● Work instruction:
The copy should hold exactly the lines below from the one that contains "Target: leaning board" through the one that contains "x=774, y=32" and nothing else, so no pictures.
**** Dataset
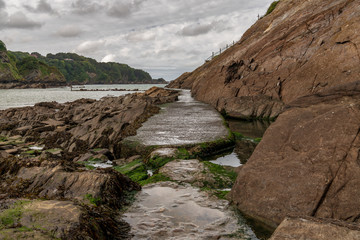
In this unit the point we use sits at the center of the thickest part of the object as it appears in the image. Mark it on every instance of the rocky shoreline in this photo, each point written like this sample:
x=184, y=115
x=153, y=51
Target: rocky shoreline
x=47, y=191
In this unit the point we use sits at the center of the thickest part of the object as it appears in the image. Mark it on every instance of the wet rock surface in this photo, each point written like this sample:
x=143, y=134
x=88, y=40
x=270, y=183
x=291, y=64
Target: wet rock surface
x=185, y=213
x=85, y=123
x=183, y=122
x=315, y=229
x=54, y=152
x=250, y=107
x=307, y=163
x=189, y=171
x=282, y=60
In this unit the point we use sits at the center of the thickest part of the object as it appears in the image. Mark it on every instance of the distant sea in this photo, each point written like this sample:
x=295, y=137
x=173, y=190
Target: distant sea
x=10, y=98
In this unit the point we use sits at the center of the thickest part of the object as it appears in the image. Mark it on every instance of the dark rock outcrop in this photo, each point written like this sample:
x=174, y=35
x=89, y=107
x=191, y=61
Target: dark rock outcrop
x=301, y=48
x=315, y=229
x=54, y=179
x=250, y=107
x=85, y=123
x=307, y=163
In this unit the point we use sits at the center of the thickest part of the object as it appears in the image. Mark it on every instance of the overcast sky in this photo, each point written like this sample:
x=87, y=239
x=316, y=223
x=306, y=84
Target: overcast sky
x=163, y=37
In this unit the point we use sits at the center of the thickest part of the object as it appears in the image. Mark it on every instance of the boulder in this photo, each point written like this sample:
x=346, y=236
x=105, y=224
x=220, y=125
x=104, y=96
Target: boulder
x=307, y=163
x=250, y=107
x=49, y=219
x=315, y=229
x=303, y=47
x=85, y=124
x=62, y=180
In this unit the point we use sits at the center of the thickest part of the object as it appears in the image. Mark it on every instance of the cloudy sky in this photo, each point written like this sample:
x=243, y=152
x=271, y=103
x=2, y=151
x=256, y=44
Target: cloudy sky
x=163, y=37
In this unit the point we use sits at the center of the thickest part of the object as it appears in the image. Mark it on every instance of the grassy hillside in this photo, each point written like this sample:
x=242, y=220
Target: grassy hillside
x=82, y=70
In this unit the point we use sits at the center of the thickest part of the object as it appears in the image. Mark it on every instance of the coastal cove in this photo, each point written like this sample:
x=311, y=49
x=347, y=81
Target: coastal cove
x=260, y=142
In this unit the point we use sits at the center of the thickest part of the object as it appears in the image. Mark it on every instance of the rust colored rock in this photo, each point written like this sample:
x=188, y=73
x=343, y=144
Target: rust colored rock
x=184, y=82
x=250, y=107
x=302, y=47
x=315, y=229
x=307, y=163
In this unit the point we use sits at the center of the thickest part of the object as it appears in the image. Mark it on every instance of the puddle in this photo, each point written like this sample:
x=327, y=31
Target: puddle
x=170, y=211
x=231, y=160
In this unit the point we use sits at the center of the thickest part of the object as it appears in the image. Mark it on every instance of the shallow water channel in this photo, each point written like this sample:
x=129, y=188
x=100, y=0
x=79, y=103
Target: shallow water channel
x=242, y=151
x=169, y=210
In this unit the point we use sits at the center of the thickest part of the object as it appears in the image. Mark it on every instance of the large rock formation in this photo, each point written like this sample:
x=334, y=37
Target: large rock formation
x=85, y=123
x=56, y=192
x=302, y=47
x=315, y=229
x=307, y=163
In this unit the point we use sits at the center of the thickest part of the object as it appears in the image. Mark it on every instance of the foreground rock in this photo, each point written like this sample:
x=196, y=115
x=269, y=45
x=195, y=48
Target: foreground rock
x=77, y=126
x=307, y=163
x=282, y=60
x=41, y=219
x=315, y=229
x=51, y=179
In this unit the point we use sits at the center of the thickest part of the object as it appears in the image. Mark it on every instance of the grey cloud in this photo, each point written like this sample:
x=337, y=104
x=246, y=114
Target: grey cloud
x=20, y=20
x=124, y=8
x=42, y=7
x=69, y=31
x=196, y=29
x=84, y=7
x=2, y=4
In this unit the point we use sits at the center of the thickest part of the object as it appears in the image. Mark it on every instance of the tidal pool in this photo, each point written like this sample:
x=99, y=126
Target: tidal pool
x=171, y=211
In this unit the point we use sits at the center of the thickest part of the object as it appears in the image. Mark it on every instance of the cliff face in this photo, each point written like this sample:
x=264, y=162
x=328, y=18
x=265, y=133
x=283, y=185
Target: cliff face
x=302, y=47
x=29, y=72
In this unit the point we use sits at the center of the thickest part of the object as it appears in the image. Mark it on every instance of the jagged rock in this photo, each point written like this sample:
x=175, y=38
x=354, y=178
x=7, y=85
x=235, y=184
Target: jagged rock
x=315, y=229
x=184, y=82
x=302, y=47
x=307, y=163
x=250, y=107
x=54, y=180
x=85, y=124
x=49, y=219
x=164, y=152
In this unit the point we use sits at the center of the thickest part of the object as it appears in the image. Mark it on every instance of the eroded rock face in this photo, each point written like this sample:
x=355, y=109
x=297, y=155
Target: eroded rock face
x=85, y=123
x=307, y=163
x=303, y=47
x=250, y=107
x=62, y=180
x=315, y=229
x=49, y=219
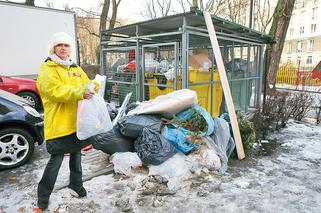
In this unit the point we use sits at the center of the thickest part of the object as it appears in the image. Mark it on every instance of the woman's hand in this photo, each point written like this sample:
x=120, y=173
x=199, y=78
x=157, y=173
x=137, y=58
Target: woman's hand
x=88, y=94
x=96, y=89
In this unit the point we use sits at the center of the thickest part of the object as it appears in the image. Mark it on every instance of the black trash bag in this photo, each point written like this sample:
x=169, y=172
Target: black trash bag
x=153, y=148
x=132, y=126
x=111, y=142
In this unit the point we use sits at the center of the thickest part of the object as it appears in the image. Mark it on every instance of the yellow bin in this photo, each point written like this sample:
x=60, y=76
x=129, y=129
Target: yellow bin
x=203, y=91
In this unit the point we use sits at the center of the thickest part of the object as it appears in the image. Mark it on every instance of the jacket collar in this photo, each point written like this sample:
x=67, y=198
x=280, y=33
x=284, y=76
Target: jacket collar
x=52, y=63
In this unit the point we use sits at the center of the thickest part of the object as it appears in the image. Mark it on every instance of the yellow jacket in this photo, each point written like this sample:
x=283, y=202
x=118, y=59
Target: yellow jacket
x=60, y=89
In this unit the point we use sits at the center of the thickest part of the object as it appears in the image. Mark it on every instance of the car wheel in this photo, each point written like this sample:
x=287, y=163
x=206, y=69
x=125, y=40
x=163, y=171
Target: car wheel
x=16, y=147
x=32, y=98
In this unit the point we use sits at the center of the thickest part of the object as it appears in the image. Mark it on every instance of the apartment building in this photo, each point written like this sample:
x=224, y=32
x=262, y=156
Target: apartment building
x=303, y=39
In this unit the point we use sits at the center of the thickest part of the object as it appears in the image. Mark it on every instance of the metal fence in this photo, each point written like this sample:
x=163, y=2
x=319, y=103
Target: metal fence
x=299, y=78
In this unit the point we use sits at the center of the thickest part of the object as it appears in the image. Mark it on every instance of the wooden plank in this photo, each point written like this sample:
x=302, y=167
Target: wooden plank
x=225, y=85
x=106, y=171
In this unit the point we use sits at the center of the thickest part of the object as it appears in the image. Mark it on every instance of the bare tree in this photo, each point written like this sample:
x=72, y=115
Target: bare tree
x=157, y=8
x=30, y=2
x=215, y=7
x=104, y=15
x=182, y=4
x=280, y=24
x=262, y=16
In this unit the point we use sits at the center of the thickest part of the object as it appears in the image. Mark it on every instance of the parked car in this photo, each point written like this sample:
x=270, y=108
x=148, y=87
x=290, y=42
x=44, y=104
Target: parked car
x=23, y=87
x=21, y=126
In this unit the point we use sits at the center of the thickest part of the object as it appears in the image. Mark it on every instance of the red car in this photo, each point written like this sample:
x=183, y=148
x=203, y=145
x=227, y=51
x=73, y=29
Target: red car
x=23, y=87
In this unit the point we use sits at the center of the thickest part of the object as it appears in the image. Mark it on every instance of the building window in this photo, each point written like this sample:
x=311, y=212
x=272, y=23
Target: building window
x=302, y=30
x=314, y=12
x=299, y=46
x=309, y=60
x=289, y=49
x=310, y=45
x=291, y=31
x=313, y=28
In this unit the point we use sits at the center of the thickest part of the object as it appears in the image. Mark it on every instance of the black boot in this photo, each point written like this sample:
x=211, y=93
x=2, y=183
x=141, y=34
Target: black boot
x=43, y=204
x=81, y=191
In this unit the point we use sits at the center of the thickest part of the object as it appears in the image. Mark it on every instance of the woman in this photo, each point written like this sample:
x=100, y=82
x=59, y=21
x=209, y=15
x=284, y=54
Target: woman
x=61, y=84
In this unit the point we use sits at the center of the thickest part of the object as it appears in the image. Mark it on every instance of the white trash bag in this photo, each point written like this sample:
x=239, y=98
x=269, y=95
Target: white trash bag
x=92, y=117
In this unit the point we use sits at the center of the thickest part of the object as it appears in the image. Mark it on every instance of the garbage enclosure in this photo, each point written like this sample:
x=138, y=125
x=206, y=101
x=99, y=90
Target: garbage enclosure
x=155, y=57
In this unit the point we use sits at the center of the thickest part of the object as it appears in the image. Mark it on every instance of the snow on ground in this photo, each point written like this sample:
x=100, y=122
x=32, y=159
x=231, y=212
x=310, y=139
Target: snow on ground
x=286, y=179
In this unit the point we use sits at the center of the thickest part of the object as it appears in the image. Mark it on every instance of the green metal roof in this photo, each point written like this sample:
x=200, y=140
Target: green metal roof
x=193, y=18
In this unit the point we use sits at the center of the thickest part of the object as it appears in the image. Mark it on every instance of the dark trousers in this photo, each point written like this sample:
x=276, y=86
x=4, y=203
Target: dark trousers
x=50, y=174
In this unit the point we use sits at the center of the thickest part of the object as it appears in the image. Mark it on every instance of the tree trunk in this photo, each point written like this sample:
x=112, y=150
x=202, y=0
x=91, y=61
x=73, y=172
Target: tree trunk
x=104, y=15
x=195, y=3
x=280, y=24
x=113, y=16
x=30, y=2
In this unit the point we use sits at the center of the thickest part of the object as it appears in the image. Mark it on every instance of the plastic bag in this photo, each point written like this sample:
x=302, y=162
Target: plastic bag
x=153, y=148
x=92, y=117
x=111, y=142
x=123, y=162
x=132, y=126
x=176, y=134
x=222, y=142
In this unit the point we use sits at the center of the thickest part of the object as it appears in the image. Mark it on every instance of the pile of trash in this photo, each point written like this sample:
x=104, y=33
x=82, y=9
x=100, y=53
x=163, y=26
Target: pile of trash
x=172, y=135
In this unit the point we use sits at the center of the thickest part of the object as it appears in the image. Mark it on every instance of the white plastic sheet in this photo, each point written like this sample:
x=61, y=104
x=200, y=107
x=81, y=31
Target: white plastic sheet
x=167, y=105
x=92, y=117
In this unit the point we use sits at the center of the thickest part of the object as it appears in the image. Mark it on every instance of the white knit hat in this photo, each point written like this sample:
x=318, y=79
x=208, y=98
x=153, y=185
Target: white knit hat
x=59, y=38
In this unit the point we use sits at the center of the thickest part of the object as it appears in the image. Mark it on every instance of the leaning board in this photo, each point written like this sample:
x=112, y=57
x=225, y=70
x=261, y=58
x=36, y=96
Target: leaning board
x=225, y=85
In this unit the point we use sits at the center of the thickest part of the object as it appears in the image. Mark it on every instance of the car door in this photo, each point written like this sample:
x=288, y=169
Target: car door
x=8, y=85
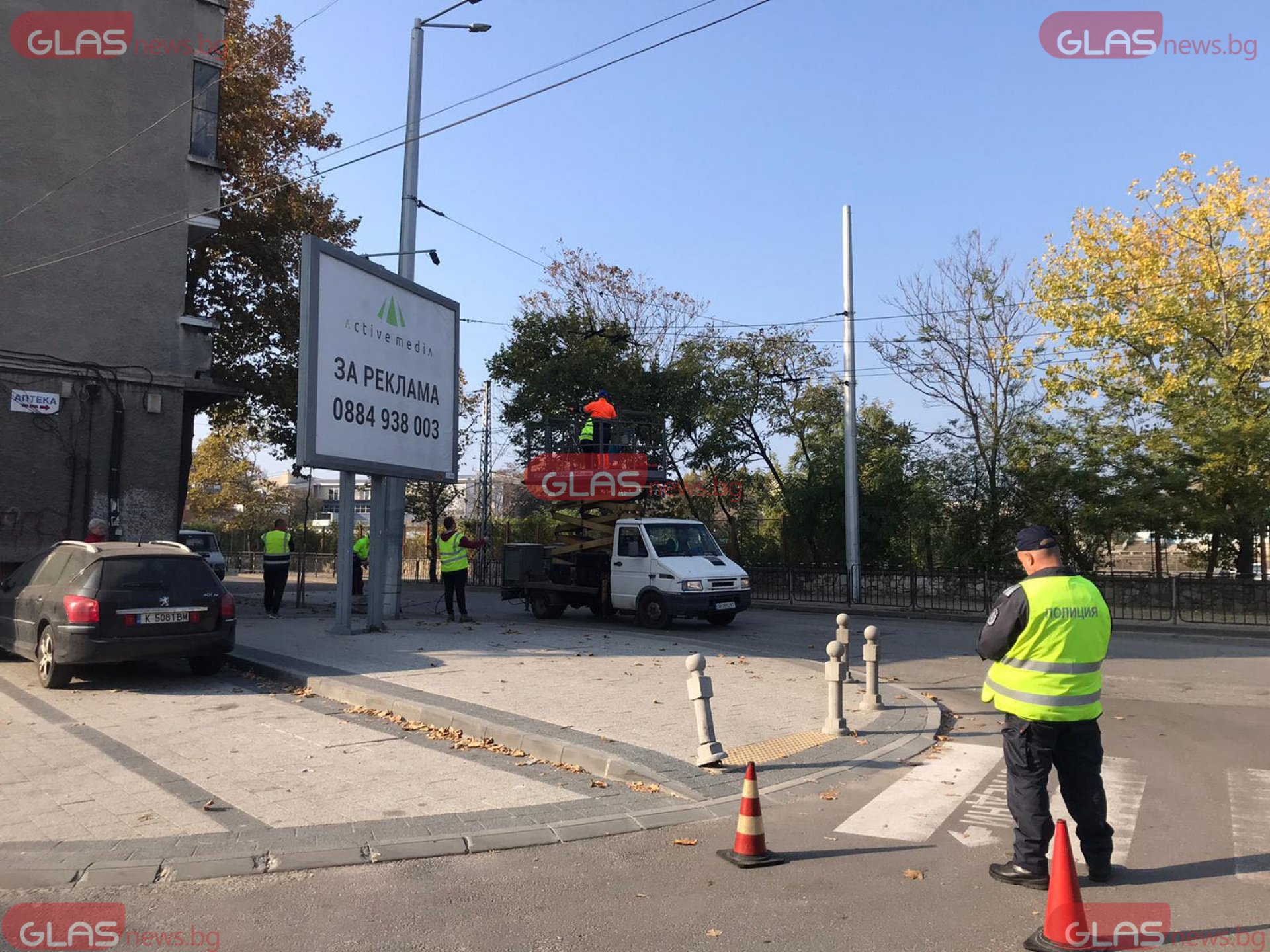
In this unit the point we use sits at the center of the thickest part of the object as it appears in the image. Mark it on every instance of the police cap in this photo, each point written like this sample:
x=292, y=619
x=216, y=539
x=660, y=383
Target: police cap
x=1035, y=537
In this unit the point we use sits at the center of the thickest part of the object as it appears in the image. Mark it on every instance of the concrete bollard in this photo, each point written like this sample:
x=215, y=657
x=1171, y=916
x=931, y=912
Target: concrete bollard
x=845, y=637
x=835, y=669
x=872, y=701
x=700, y=691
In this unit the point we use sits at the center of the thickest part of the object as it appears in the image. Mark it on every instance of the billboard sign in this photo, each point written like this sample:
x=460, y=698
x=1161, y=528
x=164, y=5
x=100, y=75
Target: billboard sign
x=379, y=370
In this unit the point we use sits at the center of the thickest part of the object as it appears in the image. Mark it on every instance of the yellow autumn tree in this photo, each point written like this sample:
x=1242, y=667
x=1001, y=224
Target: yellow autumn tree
x=1164, y=333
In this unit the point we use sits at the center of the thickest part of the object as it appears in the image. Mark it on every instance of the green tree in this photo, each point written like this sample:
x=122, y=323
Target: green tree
x=247, y=276
x=972, y=348
x=228, y=491
x=1166, y=335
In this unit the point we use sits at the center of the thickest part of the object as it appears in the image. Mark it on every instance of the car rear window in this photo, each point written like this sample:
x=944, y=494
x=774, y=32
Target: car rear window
x=155, y=573
x=200, y=543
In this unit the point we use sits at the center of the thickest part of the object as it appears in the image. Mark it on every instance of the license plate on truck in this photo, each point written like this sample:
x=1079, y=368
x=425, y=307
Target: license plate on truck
x=161, y=617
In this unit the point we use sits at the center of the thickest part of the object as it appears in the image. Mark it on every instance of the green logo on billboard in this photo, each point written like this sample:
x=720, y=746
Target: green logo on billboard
x=390, y=313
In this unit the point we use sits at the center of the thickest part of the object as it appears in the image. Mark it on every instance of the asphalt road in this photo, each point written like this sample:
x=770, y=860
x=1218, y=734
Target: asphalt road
x=1185, y=731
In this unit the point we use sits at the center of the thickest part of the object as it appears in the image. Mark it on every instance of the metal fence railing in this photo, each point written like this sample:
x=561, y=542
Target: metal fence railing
x=1142, y=597
x=1129, y=596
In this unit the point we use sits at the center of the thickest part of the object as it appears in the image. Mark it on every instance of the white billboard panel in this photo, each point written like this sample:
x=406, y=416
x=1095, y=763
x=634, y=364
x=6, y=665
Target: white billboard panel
x=379, y=370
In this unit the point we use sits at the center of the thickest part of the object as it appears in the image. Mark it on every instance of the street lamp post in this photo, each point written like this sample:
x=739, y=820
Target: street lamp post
x=385, y=596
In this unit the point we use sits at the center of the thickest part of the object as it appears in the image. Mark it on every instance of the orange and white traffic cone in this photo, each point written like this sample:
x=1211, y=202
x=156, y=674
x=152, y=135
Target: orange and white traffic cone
x=749, y=848
x=1066, y=923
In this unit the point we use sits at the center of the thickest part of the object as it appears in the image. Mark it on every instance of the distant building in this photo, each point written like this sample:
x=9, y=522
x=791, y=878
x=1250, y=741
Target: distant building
x=103, y=367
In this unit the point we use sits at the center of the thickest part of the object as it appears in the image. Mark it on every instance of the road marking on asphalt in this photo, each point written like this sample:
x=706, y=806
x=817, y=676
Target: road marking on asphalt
x=1124, y=783
x=1250, y=823
x=917, y=804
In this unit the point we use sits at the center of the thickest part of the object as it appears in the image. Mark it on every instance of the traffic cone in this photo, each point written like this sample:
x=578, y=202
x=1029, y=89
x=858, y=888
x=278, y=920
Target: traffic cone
x=1066, y=924
x=749, y=848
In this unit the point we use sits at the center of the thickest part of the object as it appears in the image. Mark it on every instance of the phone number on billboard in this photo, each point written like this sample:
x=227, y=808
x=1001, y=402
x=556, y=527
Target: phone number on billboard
x=393, y=420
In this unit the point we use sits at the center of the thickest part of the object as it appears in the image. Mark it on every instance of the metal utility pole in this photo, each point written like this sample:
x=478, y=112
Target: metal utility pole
x=851, y=484
x=385, y=596
x=483, y=555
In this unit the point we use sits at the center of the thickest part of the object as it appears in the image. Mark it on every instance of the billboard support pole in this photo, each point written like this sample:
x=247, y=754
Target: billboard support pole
x=851, y=485
x=345, y=557
x=393, y=527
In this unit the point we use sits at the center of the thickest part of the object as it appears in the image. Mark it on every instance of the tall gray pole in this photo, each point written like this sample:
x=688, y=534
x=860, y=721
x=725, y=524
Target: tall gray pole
x=394, y=488
x=345, y=556
x=849, y=409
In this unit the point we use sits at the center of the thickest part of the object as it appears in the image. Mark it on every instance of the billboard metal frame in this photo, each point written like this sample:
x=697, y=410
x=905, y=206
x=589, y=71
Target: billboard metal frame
x=306, y=418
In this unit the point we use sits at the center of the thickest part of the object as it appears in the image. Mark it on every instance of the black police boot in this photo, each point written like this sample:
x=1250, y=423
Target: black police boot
x=1100, y=873
x=1017, y=876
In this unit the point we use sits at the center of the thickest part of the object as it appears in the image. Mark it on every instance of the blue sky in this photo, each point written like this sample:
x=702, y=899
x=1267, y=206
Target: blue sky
x=719, y=164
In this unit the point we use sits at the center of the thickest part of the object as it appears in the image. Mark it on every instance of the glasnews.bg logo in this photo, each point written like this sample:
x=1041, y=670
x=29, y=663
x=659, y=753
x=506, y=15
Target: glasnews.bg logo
x=597, y=477
x=390, y=313
x=71, y=34
x=1103, y=34
x=66, y=927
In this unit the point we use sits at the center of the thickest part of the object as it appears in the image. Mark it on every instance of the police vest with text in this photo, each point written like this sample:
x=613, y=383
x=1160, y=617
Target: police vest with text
x=1054, y=670
x=277, y=547
x=452, y=555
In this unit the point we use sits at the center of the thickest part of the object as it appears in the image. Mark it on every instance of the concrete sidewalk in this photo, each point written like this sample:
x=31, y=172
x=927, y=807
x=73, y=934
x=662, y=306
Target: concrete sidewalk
x=597, y=733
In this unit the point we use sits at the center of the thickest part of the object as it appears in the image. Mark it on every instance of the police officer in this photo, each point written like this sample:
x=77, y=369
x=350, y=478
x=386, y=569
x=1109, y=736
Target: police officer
x=278, y=546
x=1047, y=637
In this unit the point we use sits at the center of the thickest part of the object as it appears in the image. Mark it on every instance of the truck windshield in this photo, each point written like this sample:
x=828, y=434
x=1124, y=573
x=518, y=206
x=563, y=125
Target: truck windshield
x=686, y=539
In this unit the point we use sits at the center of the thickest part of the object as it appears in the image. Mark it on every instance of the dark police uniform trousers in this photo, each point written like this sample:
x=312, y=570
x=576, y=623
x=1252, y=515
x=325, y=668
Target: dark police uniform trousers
x=1075, y=748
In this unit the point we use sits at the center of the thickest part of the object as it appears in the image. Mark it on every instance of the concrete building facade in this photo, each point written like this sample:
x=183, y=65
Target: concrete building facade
x=110, y=175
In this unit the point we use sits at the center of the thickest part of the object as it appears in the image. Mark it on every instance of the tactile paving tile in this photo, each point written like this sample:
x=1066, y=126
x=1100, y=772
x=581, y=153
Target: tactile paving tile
x=767, y=750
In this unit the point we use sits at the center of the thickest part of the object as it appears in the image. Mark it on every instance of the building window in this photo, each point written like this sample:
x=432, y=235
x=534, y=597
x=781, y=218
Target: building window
x=202, y=136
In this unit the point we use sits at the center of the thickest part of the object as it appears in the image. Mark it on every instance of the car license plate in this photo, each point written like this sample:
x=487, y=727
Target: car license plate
x=161, y=617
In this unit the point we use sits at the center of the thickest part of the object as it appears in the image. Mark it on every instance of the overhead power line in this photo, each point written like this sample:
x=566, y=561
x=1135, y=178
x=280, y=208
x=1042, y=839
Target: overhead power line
x=523, y=79
x=132, y=139
x=290, y=183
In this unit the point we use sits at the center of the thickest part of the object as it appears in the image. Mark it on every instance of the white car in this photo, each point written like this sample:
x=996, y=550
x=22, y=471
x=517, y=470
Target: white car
x=205, y=543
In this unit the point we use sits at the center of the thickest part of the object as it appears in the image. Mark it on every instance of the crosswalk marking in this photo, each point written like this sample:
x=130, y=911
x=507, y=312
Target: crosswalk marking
x=1250, y=823
x=919, y=803
x=1124, y=785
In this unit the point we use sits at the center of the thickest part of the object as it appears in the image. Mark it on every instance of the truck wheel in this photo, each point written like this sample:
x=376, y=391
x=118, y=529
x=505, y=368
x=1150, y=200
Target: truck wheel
x=653, y=612
x=542, y=606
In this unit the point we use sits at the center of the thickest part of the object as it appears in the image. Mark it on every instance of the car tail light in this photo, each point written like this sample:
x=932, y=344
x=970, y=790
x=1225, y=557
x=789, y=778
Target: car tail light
x=81, y=611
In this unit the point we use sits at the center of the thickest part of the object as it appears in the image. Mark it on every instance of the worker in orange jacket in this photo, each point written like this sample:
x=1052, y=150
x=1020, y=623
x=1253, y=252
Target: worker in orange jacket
x=599, y=409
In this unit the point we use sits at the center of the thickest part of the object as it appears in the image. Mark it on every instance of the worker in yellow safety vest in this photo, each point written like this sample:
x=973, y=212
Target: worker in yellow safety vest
x=452, y=547
x=278, y=546
x=361, y=557
x=1047, y=637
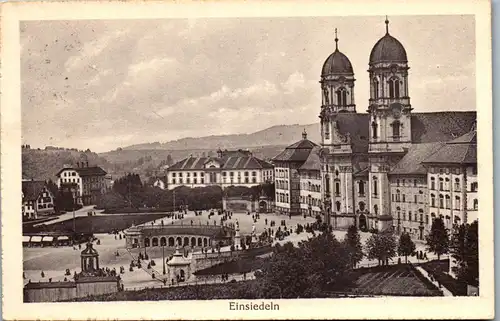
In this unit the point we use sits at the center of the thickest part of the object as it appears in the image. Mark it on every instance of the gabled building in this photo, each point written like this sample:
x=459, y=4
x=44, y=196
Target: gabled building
x=37, y=199
x=310, y=184
x=87, y=182
x=389, y=168
x=160, y=183
x=452, y=180
x=287, y=177
x=229, y=168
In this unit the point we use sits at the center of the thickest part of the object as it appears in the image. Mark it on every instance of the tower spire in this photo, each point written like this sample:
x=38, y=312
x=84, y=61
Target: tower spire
x=336, y=40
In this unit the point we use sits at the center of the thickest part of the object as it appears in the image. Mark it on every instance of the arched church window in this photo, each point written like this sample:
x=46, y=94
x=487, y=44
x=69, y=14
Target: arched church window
x=393, y=87
x=375, y=88
x=327, y=130
x=361, y=188
x=396, y=129
x=325, y=94
x=342, y=96
x=374, y=129
x=327, y=183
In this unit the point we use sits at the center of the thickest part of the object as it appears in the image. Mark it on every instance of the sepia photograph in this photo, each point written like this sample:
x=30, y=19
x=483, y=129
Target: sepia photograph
x=247, y=161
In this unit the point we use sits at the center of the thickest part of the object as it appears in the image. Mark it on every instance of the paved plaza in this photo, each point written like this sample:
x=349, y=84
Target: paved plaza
x=53, y=261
********
● Your solution:
Target: leaning board
x=225, y=85
In this unit the point we use sits at the center of the thickest part of the object as it appears in the image. Mark it on every instance of the car door in this photo, each point written like this sample:
x=288, y=169
Target: car door
x=8, y=85
In this unit the point we use sits at the center of the thickest part of the object as it appears in the image. Mark it on every instance of the police cap in this photo, each point written like this sample:
x=292, y=619
x=216, y=539
x=660, y=383
Target: police cap
x=1035, y=537
In this unit the point we use sits at the center of the thickest part of the object as it appears in the image. Mark it on every instance of the concrete bollard in this photo, each point written like this sample:
x=215, y=657
x=1171, y=916
x=931, y=912
Target: concrete bollard
x=845, y=637
x=835, y=669
x=872, y=701
x=700, y=691
In this unit the point we use sits at the center of the thickest part of the object as it appears in the image. Mark it on every instance of the billboard sign in this photo, each point written like this sample:
x=460, y=698
x=1161, y=528
x=164, y=5
x=100, y=75
Target: billboard sign
x=379, y=370
In this unit the point we use sits at the center of the thickest part of the object as it appears in the image. Mark it on every instance of the yellow autumn tree in this photo, each point written like this sample:
x=1242, y=667
x=1001, y=224
Target: yellow autumn tree
x=1164, y=333
In this unit the point we use sits at the center of the thickest part of the object as it appears in the image. Mark it on every instance of the green tree in this photo, each point written like this sample:
x=122, y=323
Target: green tree
x=247, y=276
x=972, y=348
x=228, y=491
x=1166, y=335
In this unit the point we use sits at the center of the thickest part of the object as it appears in the image. Mark it on every instance of the car rear window in this photo, each point written like this sample:
x=944, y=494
x=774, y=32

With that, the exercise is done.